*Exercice écrit:*
D'après le texte sur la chapelle de saint Bruno, répondez aux questions suivantes :
1. Quel ordre saint Bruno a-t-il fondé ?
2. Quelle église se trouve dans la clairière, et sur quel emplacement a-t-elle été bâtie ?
3. Qu'est-ce qui jaillit au pied du rocher portant la chapelle ?

*Extrait du texte:*

* * * * *

II - LA GRANDE-CHARTREUSE ET LA LÉGENDE DE SAINT BRUNO
II - HISTOIRE DE SAINT BRUNO
Il faut aller voir la chapelle de saint Bruno perdue dans sa forêt pour comprendre l'âme de ce moine du XIème siècle, de ce pur contemplatif, de ce fanatique de solitude, qui fonda l'ordre des chartreux.
Lorsqu'on sort de la Grande-Chartreuse, la
vue embrasse le magnifique amphithéâtre du Grand-Som, du Petit-Som et du Charmanson. Ces cimes abruptes forment l'extrême limite de la gorge, sauvage
couronne murale du désert. Des mamelons boisés s'étagent les uns par-dessus les autres à la base de ces sommets. Le chemin montant s'enfonce sous la haute futaie des hêtres qui deviennent de plus en plus gigantesques. Au bout de trois quarts d'heure, on débouche dans une clairière où se trouve la petite
église de Notre-Dame de Casalibus, bâtie sur l'emplacement de l'ancien
couvent. A deux cents pas, au fin fond du
ravin, au plus noir de la
forêt, une petite chapelle se dresse sur un rocher à pic. Appuyé d'un côté à la
montagne, inaccessible des trois autres, ce bloc
carré s'avance en forme de promontoire escarpé. Trois ou quatre sapins sortent du rocher même et projettent leur ombre sur la façade blanche et nue de la chapelle, qui n'a que trois fenêtres romanes et une seule porte avec un petit péristyle de deux colonnes. Au pied du rocher jaillit une fontaine claire et abondante. La tristesse de cette chapelle est rehaussée par la noire
forêt de sapins qui se hérisse tout autour, qui la surplombe et l'ensevelit en quelque sorte sous ses ombres épaisses. Le fond du
ravin est comblé d'énormes quartiers de rochers détachés des sommités voisines ; débris d'une
montagne entière qui s'est écroulée ici en des temps préhistoriques. Depuis des milliers d'années, les lichens et les fougères ont habillé ces décombres d'une robe de verdure, et l'armée des sapins a poussé dessus en colonnes serrées. Mais leur sauvage irrégularité témoigne encore de l'antique désastre.

* * * * *

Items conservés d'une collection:

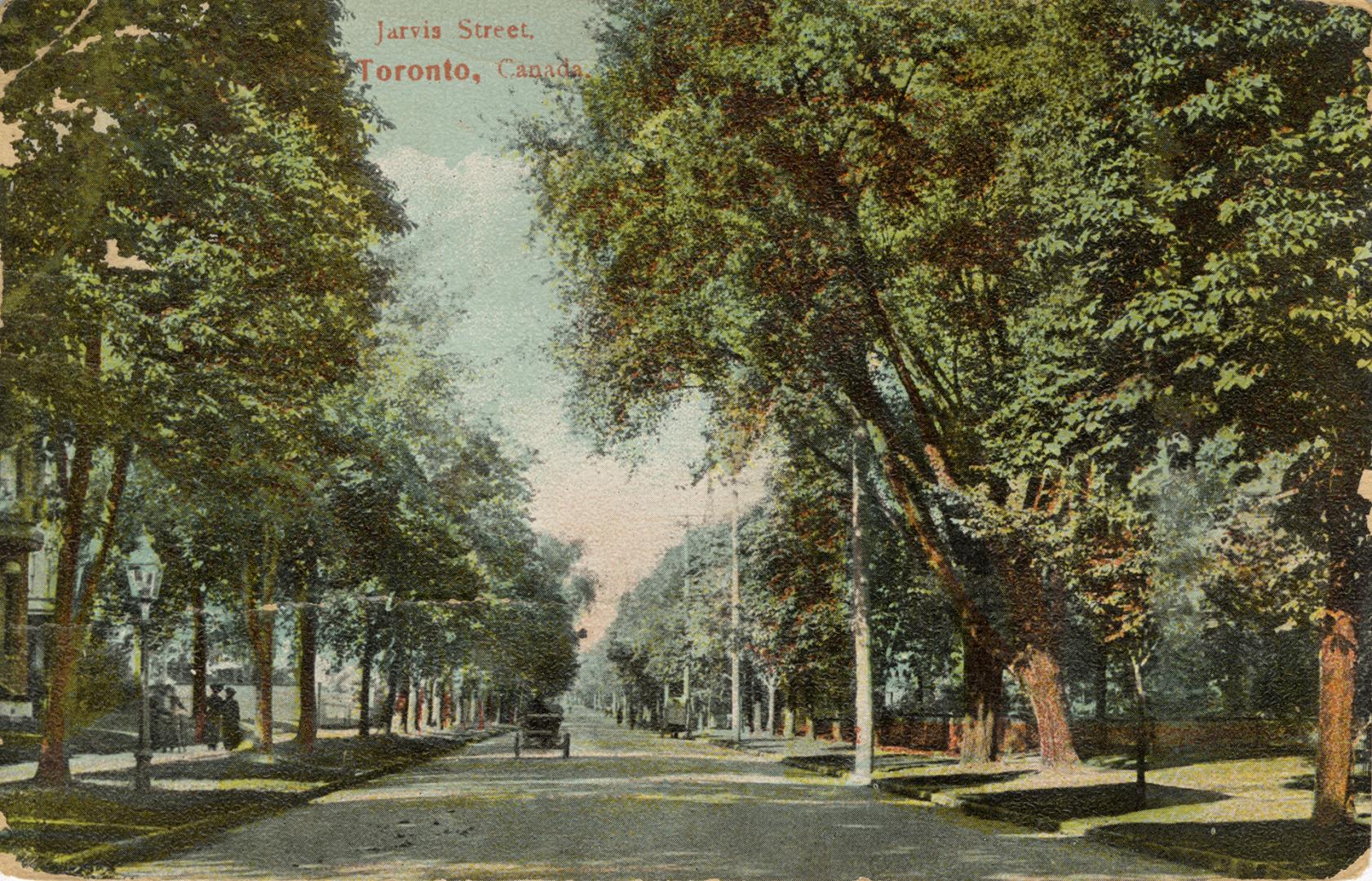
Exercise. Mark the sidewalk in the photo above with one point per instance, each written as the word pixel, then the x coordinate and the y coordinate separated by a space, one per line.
pixel 90 764
pixel 1243 818
pixel 98 821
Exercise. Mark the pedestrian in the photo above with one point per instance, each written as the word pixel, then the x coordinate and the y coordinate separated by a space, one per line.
pixel 229 721
pixel 179 718
pixel 213 716
pixel 159 721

* * * * *

*Corrigé complet:*
1. L'ordre des chartreux.
2. L'église de Notre-Dame de Casalibus, bâtie sur l'emplacement de l'ancien couvent.
3. Une fontaine claire et abondante.